Incluso acuña la palabra «ktenology» para esta llamada ciencia del asesinato; puede que no esté en los diccionarios de todos, pero con los medios que utilizamos en la actualidad —y buscamos para mañana— para llevar por delante a la vida, algún tipo de término debería ser de uso común. («Cultura de la muerte» puede ser el más cercano).
Los abusos del régimen nazi obviamente alcanzaron proporciones masivas, pero lo que se volvió evidente para los investigadores como Alexander fue que «habían comenzado con pasos muy pequeños». Empezaron con solo un sutil cambio de actitud: una aceptación de la premisa básica del movimiento de la eutanasia acerca de que algunas vidas son un gasto sin sentido; lo mejor es despacharlas.
No todos cedieron. Los médicos holandeses (ocupados) no creyeron los pedidos en apariencia inocuos, resistieron adulaciones y soportaron brutales ofensivas, pero no participaron en eutanasia o esterilizaciones. El Tercer Reich hace mucho que ya no está, sin embargo desde entonces, Holanda se volvió el punto de partida de la eutanasia, lo que sugiere que las ideas que los nazis apoyaban —al menos su utilitarismo «a sangre fría»— han triunfado, de la misma manera en que la norma de tipo soviético perdura en los absurdos de la corrección política.

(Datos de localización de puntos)
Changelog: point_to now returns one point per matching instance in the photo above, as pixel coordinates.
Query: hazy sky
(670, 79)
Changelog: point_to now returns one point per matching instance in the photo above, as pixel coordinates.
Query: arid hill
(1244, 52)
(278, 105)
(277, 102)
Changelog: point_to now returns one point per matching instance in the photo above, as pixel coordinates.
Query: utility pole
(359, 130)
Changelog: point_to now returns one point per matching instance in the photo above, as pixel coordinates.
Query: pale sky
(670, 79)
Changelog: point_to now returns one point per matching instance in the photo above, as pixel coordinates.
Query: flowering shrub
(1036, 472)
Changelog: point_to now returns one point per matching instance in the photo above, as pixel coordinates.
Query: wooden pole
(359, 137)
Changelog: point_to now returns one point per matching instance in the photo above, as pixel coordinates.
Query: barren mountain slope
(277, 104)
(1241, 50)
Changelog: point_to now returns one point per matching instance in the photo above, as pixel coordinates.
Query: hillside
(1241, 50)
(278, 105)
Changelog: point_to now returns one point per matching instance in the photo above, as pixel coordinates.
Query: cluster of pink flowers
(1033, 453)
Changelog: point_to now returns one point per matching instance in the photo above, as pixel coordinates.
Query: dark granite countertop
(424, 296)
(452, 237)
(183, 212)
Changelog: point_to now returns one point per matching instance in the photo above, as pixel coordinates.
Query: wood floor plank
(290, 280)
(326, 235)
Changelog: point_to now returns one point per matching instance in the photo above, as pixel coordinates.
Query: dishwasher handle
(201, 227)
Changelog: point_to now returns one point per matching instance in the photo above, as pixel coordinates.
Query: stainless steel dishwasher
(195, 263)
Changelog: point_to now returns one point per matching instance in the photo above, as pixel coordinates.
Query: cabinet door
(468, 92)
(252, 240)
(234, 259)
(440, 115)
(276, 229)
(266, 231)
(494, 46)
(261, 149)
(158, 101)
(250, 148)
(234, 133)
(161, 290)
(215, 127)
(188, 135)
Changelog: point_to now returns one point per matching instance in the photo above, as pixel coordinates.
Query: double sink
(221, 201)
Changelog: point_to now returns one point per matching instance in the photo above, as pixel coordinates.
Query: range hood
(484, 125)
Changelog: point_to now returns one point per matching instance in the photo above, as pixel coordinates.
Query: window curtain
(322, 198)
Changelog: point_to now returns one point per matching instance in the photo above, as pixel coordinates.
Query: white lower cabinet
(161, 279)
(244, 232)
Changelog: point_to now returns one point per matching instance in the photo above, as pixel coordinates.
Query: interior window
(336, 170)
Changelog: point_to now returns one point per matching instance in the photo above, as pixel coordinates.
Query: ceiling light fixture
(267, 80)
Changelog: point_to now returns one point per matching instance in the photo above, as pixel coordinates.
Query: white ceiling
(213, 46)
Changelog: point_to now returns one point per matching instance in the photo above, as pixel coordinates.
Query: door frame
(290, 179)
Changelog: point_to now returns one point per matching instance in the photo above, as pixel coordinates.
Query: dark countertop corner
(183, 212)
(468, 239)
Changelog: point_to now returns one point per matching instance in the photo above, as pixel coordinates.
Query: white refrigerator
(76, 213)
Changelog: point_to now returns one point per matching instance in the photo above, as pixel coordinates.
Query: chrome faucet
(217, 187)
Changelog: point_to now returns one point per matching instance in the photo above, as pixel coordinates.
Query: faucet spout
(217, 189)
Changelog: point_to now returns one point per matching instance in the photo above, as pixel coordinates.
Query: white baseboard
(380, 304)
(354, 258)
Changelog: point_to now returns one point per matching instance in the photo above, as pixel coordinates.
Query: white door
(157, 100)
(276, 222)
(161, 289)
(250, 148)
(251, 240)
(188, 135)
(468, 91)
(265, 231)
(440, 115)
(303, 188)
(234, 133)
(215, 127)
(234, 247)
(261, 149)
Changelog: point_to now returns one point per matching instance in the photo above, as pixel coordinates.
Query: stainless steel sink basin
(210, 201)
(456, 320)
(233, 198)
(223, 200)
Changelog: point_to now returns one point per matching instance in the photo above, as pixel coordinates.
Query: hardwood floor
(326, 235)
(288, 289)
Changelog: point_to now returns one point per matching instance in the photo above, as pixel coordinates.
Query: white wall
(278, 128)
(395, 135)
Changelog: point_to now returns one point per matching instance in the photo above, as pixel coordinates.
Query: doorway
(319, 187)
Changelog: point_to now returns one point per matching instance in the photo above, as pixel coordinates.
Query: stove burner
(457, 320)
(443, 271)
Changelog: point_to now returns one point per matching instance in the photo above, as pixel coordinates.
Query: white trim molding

## Actividad 1:
Resume en dos oraciones el fragmento sobre la eutanasia.
## Actividad 2:
Retoma el fragmento sobre la eutanasia justo después de su última oración.

## Área de respuesta 1:
Para investigadores como Alexander, los abusos masivos del régimen nazi comenzaron con pasos muy pequeños: la aceptación de la premisa de que algunas vidas son un gasto sin sentido y lo mejor es despacharlas. Los médicos holandeses ocupados se negaron a participar en la eutanasia o en las esterilizaciones, pero desde entonces Holanda se volvió el punto de partida de la eutanasia, lo que sugiere que el utilitarismo «a sangre fría» que apoyaban los nazis ha triunfado.

## Área de respuesta 2:
El artículo de Alexander narra muchos sucesos perturbadores, aunque es edificante debido a su lucidez. Leerlo es similar a mirar una antigua película en blanco y negro a la que los años le sentaron; o a cualquier cosa que provoque un sentimiento de exilio. Puede que las fronteras no hayan cambiado pero el panorama de ideas sí lo hizo, a tal alcance sísmico que el presente en vez del pasado, como dicen, se convirtió en un país extranjero.
El «mismísimo» NEJM causó un pequeño revuelo el mes pasado, al dar lugar a la opinión de que «las sociedades profesionales deberían declarar que la objeción de conciencia no es ética» por parte del médico ahora devenido en político Ezequiel Emanuel.
Este habla acerca de oponerse a diferentes medios de destruir, evitar o mutilar la vida humana que entra en su retorcida denominación de «cuidado»; medios que Alexander había ridiculizado cuando Núremberg era un recuerdo dolorosamente fresco. Entonces usted leyó bien: Emanuel dice que no debería ser ético cuestionar estas cosas; su apología llega, como Wesley Smith lo menciona de manera sucinta, a la exigencia de que los defensores de la vida dejen la medicina.
Trazar paralelos a las atrocidades de los nazis a veces puede ser demasiado elaborado. Sin embargo, las perspectivas de Alexander en las actitudes que causaron el desastre sí parecen bastante aplicables a la mentalidad de Emanuel y su calaña. En verdad parecen intentar lo que Himmler exigía y por último consiguió: la cooperación de médicos y la ciencia médica alemana en monstruosidades patentes consideradas necesarias para avanzar a un más extenso (y por supuesto sin rigor científico e inhumano) plan.
Emanuel busca revivir la táctica intimidatoria que Alexander condenó: «cualquier atisbo de pusilanimidad o falta de entusiasmo por los métodos de la norma totalitaria es considerado una amenaza al grupo entero». Como aquellos que lo precedieron en la ignominia, Emanuel intuye que el que no mate será un peligro para los designios —y malas conciencias— de aquellos que sí lo harán.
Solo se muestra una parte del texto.